TASK OBJECTIVE
Look in the data below for the line that contains "Locate the mirror". Copy that line and the remaining lines exactly.

EXERCISE DATA
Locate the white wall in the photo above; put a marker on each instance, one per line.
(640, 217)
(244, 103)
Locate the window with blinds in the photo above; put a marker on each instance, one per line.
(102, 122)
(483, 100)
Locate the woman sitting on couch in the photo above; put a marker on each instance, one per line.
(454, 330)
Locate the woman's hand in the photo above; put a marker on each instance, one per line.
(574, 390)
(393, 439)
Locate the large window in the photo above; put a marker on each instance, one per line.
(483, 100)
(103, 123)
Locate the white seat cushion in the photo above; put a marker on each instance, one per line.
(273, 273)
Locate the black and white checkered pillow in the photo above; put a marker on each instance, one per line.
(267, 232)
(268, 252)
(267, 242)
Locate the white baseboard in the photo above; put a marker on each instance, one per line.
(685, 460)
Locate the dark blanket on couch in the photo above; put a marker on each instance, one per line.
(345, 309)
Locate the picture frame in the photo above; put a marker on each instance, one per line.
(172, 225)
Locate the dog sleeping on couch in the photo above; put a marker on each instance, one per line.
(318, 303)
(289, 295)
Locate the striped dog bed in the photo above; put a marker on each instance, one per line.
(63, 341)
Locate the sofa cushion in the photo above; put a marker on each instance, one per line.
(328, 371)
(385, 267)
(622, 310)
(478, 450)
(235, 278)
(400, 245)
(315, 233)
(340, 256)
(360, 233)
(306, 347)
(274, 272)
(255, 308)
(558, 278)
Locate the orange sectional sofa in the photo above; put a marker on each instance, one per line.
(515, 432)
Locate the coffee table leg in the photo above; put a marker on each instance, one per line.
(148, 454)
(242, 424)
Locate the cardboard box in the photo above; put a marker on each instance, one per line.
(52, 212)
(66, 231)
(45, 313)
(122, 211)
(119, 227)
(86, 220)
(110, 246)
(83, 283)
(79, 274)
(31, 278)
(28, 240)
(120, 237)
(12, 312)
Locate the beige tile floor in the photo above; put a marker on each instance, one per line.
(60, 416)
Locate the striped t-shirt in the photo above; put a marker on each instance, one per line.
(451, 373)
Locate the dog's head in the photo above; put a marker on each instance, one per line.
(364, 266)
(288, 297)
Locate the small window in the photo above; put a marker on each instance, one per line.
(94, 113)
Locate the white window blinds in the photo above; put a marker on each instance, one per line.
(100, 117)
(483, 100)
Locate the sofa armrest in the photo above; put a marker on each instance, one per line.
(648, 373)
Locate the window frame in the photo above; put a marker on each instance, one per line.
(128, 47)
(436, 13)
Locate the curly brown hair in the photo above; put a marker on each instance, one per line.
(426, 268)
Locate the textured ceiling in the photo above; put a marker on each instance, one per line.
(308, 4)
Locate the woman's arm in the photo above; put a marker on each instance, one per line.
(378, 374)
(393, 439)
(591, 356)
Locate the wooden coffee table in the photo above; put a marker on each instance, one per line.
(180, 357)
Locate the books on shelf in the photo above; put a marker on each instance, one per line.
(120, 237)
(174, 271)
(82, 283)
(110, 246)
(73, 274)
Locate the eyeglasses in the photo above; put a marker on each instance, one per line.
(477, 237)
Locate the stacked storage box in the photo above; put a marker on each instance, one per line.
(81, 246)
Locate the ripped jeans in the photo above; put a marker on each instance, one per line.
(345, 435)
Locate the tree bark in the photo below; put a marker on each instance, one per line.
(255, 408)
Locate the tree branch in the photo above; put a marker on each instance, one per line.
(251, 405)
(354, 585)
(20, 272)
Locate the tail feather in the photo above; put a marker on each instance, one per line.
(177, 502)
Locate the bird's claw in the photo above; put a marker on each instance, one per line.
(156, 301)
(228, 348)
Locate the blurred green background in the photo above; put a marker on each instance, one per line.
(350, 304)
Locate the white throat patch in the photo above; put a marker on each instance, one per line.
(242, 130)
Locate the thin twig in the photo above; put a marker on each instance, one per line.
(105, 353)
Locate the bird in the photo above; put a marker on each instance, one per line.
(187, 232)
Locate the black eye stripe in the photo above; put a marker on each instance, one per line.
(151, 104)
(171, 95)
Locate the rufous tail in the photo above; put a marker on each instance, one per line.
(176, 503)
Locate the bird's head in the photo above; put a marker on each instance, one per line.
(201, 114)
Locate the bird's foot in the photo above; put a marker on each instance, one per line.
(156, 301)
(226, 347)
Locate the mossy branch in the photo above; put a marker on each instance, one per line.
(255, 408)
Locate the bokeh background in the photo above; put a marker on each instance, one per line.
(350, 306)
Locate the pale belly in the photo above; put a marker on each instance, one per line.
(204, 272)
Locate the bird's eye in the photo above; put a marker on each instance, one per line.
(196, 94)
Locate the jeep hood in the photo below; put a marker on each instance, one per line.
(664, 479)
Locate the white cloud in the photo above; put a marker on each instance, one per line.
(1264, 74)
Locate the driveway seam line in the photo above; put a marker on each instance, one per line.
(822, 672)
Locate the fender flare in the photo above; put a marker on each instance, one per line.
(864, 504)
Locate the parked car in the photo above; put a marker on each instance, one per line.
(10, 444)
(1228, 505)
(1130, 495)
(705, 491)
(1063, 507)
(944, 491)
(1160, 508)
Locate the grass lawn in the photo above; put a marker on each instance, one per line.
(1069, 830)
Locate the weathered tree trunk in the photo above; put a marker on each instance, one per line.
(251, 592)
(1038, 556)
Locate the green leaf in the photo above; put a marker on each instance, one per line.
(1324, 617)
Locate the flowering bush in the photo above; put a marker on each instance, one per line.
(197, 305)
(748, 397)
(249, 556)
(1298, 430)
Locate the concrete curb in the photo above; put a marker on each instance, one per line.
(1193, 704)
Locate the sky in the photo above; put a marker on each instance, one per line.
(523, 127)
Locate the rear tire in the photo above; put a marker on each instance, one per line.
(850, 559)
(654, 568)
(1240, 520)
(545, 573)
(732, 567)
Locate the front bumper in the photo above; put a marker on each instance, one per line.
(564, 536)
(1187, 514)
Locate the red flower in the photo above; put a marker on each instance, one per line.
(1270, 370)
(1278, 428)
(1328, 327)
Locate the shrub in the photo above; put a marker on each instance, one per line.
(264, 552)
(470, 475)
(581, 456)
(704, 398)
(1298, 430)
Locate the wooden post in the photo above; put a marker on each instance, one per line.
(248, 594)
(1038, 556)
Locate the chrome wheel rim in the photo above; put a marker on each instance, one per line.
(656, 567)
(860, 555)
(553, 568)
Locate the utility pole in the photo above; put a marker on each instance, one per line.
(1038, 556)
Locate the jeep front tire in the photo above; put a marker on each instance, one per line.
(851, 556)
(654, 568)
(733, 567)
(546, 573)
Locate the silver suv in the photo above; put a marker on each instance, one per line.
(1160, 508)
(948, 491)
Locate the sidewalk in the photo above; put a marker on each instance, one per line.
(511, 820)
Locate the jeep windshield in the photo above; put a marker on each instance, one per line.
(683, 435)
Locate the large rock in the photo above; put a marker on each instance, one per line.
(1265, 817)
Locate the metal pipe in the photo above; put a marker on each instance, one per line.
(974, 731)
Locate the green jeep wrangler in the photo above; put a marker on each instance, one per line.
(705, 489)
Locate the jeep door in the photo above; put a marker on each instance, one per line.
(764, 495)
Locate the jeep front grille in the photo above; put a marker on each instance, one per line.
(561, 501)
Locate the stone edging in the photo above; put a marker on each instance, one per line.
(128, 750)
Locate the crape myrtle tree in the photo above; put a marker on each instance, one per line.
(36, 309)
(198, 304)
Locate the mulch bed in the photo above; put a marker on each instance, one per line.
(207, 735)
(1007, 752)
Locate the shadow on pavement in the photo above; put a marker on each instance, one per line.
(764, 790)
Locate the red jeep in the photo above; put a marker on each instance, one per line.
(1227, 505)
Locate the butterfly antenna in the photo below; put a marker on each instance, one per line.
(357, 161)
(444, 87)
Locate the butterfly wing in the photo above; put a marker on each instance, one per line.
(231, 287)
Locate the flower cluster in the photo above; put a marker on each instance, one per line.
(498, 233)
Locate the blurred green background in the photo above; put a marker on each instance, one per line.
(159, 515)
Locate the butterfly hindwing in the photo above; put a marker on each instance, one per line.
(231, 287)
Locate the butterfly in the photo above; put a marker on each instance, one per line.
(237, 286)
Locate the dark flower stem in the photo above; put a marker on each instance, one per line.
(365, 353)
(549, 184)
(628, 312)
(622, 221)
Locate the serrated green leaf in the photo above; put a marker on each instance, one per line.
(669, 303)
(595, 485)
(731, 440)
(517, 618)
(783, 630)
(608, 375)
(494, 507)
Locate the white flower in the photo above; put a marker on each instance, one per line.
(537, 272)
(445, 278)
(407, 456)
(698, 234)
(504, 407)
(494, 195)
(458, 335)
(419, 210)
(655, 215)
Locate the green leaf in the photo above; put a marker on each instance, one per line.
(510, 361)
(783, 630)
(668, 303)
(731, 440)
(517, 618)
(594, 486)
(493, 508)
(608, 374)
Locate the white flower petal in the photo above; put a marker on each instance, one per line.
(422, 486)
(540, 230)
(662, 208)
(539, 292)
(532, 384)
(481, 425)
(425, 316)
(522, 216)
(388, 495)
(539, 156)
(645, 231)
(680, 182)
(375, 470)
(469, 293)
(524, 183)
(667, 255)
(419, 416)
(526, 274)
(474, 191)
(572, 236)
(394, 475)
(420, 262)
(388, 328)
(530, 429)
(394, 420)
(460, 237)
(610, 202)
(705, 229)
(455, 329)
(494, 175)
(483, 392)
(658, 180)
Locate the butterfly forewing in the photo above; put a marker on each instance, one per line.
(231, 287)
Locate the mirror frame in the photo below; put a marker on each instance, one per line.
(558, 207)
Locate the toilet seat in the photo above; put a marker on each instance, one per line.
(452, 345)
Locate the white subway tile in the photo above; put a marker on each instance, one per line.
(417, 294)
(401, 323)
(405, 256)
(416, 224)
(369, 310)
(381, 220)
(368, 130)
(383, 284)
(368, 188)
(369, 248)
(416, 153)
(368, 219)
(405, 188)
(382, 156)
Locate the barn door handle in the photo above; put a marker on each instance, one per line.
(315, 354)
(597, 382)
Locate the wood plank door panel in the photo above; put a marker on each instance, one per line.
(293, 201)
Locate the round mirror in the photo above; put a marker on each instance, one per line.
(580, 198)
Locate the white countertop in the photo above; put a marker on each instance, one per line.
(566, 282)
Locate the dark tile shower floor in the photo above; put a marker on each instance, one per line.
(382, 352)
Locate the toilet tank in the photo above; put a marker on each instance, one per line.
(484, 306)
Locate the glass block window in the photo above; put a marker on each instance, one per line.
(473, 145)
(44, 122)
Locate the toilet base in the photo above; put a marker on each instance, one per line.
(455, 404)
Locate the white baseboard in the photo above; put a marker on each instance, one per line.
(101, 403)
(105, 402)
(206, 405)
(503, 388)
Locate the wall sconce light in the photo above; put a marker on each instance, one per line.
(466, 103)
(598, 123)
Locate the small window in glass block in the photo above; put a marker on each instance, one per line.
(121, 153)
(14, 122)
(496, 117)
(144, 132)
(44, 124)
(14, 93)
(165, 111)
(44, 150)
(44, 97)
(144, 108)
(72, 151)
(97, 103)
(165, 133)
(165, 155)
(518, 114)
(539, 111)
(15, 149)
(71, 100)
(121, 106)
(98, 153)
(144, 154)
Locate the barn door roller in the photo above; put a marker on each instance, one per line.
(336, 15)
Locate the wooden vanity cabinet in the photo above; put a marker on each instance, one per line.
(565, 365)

FULL SOLUTION
Locate the mirror frame in the photo below; put a marker on each instance, one per line.
(558, 207)
Locate the toilet seat in the photo above; put a marker on each instance, one per line.
(452, 345)
Locate the white subway tile in the photo above; put a marker on each instance, one per line.
(417, 294)
(401, 323)
(405, 256)
(416, 224)
(369, 310)
(381, 220)
(368, 130)
(383, 284)
(368, 188)
(369, 248)
(416, 153)
(368, 219)
(405, 188)
(382, 156)
Locate the barn door handle in the photo above; put a marker on each instance, one per line.
(315, 354)
(597, 382)
Locate the wood plank door panel in the photo above; put a marker on each instance, one per line.
(293, 201)
Locate the round mirror in the photo above; put a marker on each instance, one per line.
(580, 198)
Locate the white countertop in the photo above; put a marker on each instance, one per line.
(566, 282)
Locate the dark tile shower floor in the photo above; put a marker on each instance, one per line.
(382, 352)
Locate the toilet tank in the photo above; put a marker on each instance, one per line.
(484, 306)
Locate the glass block window in the photo above; put a marker on each instance, one per line.
(473, 145)
(44, 122)
Locate the toilet base in the photo above; put a marker on each instance, one per line.
(455, 404)
Locate the white baseboard in the photo above; put a marker on each instance, one per line.
(101, 403)
(105, 402)
(206, 405)
(503, 388)
Locate the wall sconce light in the photo above; put a marker on each instance, one per line.
(466, 103)
(598, 123)
Locate the small window in glass block in the photo above; put a marker on each instance, one per line.
(121, 153)
(14, 122)
(496, 117)
(144, 132)
(44, 124)
(14, 93)
(165, 111)
(44, 150)
(44, 97)
(144, 108)
(72, 151)
(97, 103)
(165, 133)
(165, 155)
(518, 114)
(539, 111)
(15, 149)
(71, 100)
(121, 106)
(98, 153)
(144, 154)
Locate the barn door roller in the photo above; put a marker on each instance, one per line.
(336, 15)
Locate the wooden vanity cabinet in the photo above; put a marker on each instance, one per line.
(565, 365)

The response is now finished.